Sağlanan alıntı.
TÜRKİYE CUMHURİYETİ
ANAYASA MAHKEMESİ
BİRİNCİ BÖLÜM
KARAR
BÜNYAMİ ARIKAN BAŞVURUSU (3)
(Başvuru Numarası: 2019/29657)
Karar Tarihi: 15/5/2020
Başkan
:
Hasan Tahsin GÖKCAN
Üyeler
Burhan ÜSTÜN
Hicabi DURSUN
Yusuf Şevki HAKYEMEZ
Selahaddin MENTEŞ
Raportör
Selçuk KILIÇ
Başvurucu
Bünyami ARIKAN
I. BAŞVURUNUN KONUSU
1. Başvuru, idari işlemin iptali istemiyle açılan davalarda uzun süren yargılama nedeniyle makul sürede yargılanma hakkının ihlal edildiği iddiasına ilişkindir.
II. BAŞVURU SÜRECİ
2. Başvuru 19/8/2019 tarihinde yapılmıştır.
3. Başvuru, başvuru formu ve eklerinin idari yönden yapılan ön incelemesinden sonra Komisyona sunulmuştur.
4. Komisyonca başvurunun kabul edilebilirlik incelemesinin Bölüm tarafından yapılmasına karar verilmiştir.
5. Bölüm Başkanı tarafından başvurunun kabul edilebilirlik ve esas incelemesinin birlikte yapılmasına karar verilmiştir.
6. Başvuru belgelerinin bir örneği bilgi için Adalet Bakanlığına (Bakanlık) gönderilmiştir. Anayasa Mahkemesi İçtüzüğü'nün 71. maddesinin (2) numaralı fıkrası uyarınca başvurunun içtihadın oluştuğu alana ilişkin olduğu değerlendirilerek Bakanlık cevabı beklenmeden incelenmesine karar verilmiştir.
III. OLAY VE OLGULAR
7. Başvuru formu ve eklerinde ifade edildiği şekliyle olaylar özetle şöyledir:
8. Nevşehir'in Derinkuyu ilçesinde yeraltı su kuyusu olan başvurucu tarafından, yer altı su seviyelerindeki düşümlere neden olan ve kendisine ait kuyuların belgeye bağlanmasını engelleyen bölgedeki yasa dışı faaliyetlerin önlenmesi, ruhsatsız kuyuların kapatılması, sorumlular hakkında müeyyide uygulanması, ayrıca bölgenin kamu yararı doğrultusunda yeni belge ve tahsis taleplerine açılması istemiyle yaptığı başvurunun reddine ilişkin işlemin iptali istemiyle dava açılmıştır. Kayseri 2. İdare Mahkemesinin (Mahkeme) 27/10/2011 tarihli kararı ile dava konusu işlemin iptaline karar verilmiştir.

Çalışma verileri.
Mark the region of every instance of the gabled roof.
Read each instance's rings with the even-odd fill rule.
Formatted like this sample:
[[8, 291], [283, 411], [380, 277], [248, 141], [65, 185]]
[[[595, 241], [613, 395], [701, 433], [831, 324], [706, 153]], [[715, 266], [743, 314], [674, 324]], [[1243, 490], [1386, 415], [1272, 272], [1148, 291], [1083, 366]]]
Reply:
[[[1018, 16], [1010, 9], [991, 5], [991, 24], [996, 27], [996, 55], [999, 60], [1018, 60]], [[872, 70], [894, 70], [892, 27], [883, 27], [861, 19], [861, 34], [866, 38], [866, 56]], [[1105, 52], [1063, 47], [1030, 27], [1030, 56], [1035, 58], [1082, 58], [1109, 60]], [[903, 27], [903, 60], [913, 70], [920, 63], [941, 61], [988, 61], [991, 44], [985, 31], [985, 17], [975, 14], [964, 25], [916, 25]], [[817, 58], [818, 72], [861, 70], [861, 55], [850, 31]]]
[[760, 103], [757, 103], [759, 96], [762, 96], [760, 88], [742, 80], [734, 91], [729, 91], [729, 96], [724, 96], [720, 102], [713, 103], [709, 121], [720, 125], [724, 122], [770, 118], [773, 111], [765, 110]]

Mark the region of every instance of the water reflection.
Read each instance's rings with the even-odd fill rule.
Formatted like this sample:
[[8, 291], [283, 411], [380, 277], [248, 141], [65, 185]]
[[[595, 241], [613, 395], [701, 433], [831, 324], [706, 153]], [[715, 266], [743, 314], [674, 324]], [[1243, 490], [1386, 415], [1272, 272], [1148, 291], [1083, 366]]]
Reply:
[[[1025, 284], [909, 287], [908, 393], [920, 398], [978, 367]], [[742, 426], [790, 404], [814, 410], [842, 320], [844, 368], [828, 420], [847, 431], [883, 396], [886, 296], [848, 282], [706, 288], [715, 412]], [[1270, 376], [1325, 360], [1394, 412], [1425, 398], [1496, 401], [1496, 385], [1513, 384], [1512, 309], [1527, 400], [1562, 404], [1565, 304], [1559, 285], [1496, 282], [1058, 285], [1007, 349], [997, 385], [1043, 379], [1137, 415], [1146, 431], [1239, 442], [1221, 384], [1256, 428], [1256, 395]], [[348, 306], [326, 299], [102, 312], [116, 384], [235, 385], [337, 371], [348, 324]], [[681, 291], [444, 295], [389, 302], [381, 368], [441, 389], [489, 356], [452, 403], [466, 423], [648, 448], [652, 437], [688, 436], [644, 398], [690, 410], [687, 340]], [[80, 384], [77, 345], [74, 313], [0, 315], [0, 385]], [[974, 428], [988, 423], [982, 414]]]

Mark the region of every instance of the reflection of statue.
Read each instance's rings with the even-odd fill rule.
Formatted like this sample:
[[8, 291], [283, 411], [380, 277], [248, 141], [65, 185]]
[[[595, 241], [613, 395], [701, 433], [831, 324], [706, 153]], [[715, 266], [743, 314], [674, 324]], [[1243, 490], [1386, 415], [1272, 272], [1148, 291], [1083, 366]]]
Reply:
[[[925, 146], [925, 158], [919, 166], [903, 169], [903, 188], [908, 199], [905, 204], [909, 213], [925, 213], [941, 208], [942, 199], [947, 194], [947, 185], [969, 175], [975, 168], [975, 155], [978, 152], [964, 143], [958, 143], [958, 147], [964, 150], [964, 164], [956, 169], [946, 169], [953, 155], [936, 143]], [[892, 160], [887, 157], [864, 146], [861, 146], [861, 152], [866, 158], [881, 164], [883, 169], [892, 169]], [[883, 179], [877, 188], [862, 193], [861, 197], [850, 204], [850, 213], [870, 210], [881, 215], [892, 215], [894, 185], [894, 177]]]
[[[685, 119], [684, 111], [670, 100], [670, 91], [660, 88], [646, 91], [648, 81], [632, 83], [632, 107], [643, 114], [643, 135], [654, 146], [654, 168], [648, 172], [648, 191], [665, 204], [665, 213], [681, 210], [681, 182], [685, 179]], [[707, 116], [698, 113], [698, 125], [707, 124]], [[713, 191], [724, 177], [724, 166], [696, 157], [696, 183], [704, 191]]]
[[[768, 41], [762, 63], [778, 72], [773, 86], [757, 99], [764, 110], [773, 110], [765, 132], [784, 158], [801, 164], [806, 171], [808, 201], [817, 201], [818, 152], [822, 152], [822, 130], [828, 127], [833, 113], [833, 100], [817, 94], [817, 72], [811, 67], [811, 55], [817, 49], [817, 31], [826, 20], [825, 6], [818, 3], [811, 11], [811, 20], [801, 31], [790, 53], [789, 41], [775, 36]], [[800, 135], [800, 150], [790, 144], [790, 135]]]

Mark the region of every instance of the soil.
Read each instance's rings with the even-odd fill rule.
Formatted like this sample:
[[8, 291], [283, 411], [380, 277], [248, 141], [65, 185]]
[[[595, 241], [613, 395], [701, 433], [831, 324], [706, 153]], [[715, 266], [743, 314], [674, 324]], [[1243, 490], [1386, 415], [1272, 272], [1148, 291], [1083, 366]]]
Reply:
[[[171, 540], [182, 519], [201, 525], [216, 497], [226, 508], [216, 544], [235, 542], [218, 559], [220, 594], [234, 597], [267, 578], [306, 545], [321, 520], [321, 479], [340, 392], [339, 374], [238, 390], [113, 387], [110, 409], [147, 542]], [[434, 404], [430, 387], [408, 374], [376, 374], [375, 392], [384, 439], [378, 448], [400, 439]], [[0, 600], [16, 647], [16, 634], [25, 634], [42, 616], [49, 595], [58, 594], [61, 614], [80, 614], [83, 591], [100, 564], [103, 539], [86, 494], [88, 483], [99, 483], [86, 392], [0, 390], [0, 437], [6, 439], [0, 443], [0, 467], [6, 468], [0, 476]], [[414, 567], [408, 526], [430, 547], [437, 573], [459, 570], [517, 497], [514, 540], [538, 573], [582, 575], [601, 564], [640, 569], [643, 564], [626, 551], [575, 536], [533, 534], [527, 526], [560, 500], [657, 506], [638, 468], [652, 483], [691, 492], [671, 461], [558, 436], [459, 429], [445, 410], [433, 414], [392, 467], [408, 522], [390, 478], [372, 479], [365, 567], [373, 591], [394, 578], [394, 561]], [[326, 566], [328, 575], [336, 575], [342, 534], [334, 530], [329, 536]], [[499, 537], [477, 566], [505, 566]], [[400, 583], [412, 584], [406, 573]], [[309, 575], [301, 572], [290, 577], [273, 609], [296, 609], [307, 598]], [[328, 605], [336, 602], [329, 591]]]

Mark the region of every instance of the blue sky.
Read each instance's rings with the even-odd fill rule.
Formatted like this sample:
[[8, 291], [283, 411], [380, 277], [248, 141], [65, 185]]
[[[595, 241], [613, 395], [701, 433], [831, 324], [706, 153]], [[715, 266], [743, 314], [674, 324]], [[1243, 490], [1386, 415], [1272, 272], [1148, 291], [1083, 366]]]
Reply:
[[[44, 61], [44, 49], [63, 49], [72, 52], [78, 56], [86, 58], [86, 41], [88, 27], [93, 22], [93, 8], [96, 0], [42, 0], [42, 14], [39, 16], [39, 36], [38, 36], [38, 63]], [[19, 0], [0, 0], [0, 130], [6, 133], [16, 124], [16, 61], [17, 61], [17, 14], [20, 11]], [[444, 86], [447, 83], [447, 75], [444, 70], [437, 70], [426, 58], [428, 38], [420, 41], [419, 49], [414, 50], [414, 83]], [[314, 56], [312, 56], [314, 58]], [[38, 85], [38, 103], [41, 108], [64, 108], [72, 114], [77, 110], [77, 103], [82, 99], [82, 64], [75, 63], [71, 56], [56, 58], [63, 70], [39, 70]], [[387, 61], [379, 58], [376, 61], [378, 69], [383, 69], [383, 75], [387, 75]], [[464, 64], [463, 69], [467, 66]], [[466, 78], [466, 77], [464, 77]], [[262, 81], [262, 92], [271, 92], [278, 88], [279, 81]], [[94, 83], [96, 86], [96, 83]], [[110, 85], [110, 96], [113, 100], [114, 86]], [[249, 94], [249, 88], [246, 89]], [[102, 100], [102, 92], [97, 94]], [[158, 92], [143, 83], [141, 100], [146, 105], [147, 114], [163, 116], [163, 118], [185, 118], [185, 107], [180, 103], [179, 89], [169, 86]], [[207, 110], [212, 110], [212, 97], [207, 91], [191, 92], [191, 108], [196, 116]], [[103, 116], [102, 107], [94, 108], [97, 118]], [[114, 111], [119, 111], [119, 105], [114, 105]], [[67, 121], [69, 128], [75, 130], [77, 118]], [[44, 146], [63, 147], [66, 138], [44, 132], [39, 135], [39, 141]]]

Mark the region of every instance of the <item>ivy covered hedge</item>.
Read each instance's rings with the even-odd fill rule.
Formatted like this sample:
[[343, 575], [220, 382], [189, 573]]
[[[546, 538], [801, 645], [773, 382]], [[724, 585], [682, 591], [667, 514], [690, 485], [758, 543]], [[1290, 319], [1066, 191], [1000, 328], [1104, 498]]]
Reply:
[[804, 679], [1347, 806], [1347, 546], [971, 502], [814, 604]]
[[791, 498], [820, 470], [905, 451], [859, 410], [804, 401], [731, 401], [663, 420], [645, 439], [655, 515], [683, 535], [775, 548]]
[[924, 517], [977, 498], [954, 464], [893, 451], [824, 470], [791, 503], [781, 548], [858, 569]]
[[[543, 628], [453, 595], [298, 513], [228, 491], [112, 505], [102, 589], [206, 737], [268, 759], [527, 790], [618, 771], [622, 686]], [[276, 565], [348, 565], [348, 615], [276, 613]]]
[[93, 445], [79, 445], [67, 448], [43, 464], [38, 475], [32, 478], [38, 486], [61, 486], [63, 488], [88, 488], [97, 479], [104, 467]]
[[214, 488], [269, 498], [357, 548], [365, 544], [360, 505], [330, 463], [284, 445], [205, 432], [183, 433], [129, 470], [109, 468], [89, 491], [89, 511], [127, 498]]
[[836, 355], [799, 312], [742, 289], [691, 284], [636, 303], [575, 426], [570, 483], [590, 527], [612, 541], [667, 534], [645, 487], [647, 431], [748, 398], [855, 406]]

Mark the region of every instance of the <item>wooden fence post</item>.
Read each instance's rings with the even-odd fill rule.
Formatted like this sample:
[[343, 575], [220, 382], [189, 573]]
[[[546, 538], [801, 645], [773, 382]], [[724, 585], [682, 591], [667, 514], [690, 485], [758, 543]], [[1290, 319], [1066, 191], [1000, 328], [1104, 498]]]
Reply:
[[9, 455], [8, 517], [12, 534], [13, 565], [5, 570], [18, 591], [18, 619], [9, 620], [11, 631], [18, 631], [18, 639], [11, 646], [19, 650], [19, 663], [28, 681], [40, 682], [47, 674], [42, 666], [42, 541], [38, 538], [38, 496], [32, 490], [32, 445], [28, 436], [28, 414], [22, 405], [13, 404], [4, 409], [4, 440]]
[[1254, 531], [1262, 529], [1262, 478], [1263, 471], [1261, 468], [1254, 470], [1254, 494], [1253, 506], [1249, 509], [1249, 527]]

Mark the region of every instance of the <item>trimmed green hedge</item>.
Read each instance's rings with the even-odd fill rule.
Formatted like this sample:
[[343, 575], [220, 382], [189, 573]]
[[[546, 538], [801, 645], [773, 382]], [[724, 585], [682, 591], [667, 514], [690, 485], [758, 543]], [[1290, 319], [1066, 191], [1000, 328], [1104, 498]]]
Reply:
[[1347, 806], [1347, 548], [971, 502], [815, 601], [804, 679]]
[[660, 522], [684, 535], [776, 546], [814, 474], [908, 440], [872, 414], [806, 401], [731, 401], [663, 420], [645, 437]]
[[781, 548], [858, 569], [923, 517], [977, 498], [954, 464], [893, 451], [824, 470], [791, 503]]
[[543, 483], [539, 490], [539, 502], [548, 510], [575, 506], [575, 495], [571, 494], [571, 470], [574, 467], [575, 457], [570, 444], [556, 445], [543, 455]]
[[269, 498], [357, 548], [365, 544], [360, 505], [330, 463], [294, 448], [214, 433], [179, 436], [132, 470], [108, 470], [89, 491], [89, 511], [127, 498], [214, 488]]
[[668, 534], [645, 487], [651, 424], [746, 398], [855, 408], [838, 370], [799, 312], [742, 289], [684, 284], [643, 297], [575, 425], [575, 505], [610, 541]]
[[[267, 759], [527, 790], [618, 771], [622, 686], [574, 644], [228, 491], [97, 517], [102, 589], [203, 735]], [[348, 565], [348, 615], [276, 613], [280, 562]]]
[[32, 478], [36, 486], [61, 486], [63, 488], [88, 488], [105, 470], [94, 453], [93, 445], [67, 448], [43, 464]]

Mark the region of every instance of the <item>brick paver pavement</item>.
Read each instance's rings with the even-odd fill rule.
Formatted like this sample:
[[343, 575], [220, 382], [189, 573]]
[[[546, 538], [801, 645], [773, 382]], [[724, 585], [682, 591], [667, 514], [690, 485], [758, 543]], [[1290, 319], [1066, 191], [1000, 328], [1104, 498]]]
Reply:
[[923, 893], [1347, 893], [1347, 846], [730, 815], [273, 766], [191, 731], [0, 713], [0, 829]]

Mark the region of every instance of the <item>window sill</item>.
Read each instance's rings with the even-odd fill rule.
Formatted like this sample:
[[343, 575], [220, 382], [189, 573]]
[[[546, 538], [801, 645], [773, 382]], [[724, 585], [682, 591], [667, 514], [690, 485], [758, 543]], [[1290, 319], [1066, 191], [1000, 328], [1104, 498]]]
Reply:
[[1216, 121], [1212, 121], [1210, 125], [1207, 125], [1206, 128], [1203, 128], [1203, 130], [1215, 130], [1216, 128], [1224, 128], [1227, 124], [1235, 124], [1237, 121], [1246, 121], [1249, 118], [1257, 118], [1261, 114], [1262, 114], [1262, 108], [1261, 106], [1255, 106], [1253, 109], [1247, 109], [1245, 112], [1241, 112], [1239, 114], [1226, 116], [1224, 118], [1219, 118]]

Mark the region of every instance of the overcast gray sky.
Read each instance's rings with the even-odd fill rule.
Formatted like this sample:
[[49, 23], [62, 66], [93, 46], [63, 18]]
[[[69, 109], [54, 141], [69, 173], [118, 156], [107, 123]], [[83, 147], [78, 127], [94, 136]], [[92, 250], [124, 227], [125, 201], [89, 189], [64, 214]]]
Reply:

Verilen görev 1.
Karar metnine göre şu soruları yanıtlayın:
(a) Başvuru hangi tarihte yapılmıştır?
(b) Raportör kimdir?
(c) Kayseri 2. İdare Mahkemesi, dava konusu işlemin iptaline hangi tarihli kararıyla hükmetmiştir?
Verilen görev 2. Kayıtlarda "Mark the region of every instance of the <item>ivy" ifadesini içeren satırdan "615], [276, 613]]]" ifadesini içeren satıra kadar, iki uç da dahil olmak üzere, satırları boş satırları atlayarak Markdown tablosuna dönüştürün. Tablonun sütunları "Sıra" ve "Satır" olsun.

Yanıt 1.
(a) 19/8/2019
(b) Selçuk KILIÇ
(c) 27/10/2011

Yanıt 2.
| Sıra | Satır |
|---|---|
| 1 | Mark the region of every instance of the <item>ivy covered hedge</item>. |
| 2 | Read each instance's rings with the even-odd fill rule. |
| 3 | Formatted like this sample: |
| 4 | [[343, 575], [220, 382], [189, 573]] |
| 5 | [[[546, 538], [801, 645], [773, 382]], [[724, 585], [682, 591], [667, 514], [690, 485], [758, 543]], [[1290, 319], [1066, 191], [1000, 328], [1104, 498]]] |
| 6 | Reply: |
| 7 | [[804, 679], [1347, 806], [1347, 546], [971, 502], [814, 604]] |
| 8 | [[791, 498], [820, 470], [905, 451], [859, 410], [804, 401], [731, 401], [663, 420], [645, 439], [655, 515], [683, 535], [775, 548]] |
| 9 | [[924, 517], [977, 498], [954, 464], [893, 451], [824, 470], [791, 503], [781, 548], [858, 569]] |
| 10 | [[[543, 628], [453, 595], [298, 513], [228, 491], [112, 505], [102, 589], [206, 737], [268, 759], [527, 790], [618, 771], [622, 686]], [[276, 565], [348, 565], [348, 615], [276, 613]]] |